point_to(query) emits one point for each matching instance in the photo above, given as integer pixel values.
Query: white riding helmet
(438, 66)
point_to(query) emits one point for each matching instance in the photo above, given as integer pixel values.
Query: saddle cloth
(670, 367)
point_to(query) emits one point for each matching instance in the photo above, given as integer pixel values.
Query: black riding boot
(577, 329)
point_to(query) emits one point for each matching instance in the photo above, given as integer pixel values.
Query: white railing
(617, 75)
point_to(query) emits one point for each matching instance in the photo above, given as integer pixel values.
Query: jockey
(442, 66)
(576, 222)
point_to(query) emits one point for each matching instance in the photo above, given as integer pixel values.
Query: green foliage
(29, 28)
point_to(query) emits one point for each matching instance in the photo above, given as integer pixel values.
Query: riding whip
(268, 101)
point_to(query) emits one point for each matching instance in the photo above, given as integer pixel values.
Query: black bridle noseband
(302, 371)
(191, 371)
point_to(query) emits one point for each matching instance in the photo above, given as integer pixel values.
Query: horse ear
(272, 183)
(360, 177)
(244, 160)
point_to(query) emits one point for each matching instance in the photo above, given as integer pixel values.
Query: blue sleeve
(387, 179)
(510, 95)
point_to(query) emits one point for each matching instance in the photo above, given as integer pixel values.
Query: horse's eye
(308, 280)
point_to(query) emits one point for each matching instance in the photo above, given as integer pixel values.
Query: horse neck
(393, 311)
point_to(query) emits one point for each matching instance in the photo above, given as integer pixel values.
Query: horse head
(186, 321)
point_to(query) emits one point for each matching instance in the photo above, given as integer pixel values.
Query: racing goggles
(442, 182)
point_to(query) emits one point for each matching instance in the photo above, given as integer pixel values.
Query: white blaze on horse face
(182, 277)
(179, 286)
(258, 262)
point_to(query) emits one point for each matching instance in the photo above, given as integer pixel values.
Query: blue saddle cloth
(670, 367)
····················
» **What is being asked**: Reproduce all of the records exactly.

» **Solution for this problem**:
point_to(query) emits one point for each matching instance in the photo above, given as integer pixel values.
Query: white riding helmet
(438, 66)
point_to(query) emits one point for each matching instance in the photo above, given as integer pixel values.
Query: saddle cloth
(670, 367)
point_to(query) emits one point for each matching instance in the photo above, given as integer pixel values.
Query: black riding boot
(577, 329)
point_to(query) emits one point for each matching instance in the photo above, given as integer pixel values.
Query: white railing
(617, 75)
point_to(query) emits one point for each matching instance in the photo above, given as integer pixel values.
Query: jockey
(442, 66)
(576, 222)
point_to(query) emits one point for each matching instance in the photo above, given as integer pixel values.
Query: green foliage
(29, 28)
point_to(query) emits one point for each matching instance in the photo above, given as integer pixel values.
Query: riding whip
(268, 101)
point_to(query) emits one point for each matching instance in the photo above, given as integer pixel values.
Query: black bridle noseband
(302, 371)
(191, 371)
point_to(query) emits one point for each matching instance in the photo above, given as integer pixel values.
Query: horse ear
(272, 183)
(360, 177)
(244, 160)
point_to(query) emits one point for each matching instance in the photo above, given as integer pixel values.
Query: blue sleeve
(387, 179)
(510, 95)
point_to(query) emits one point for each matching instance in the photo above, given as integer pixel values.
Query: horse's eye
(308, 280)
point_to(query) emits one point for each matching instance in the photo above, given as integer pixel values.
Query: horse neck
(393, 311)
point_to(query) emits one point for each matching instance in the photo above, given as integer pixel values.
Query: horse head
(186, 321)
point_to(query) emits one point for each matching instance in the photo above, given as integer pixel values.
Query: racing goggles
(442, 182)
point_to(query) emits one point for each matching instance in the photo above, given as integer pixel values.
Query: white blaze on horse face
(182, 277)
(179, 286)
(258, 262)
point_to(query) emits one point for each matching instance in the photo above, given as integer pixel values.
Query: blue saddle cloth
(670, 367)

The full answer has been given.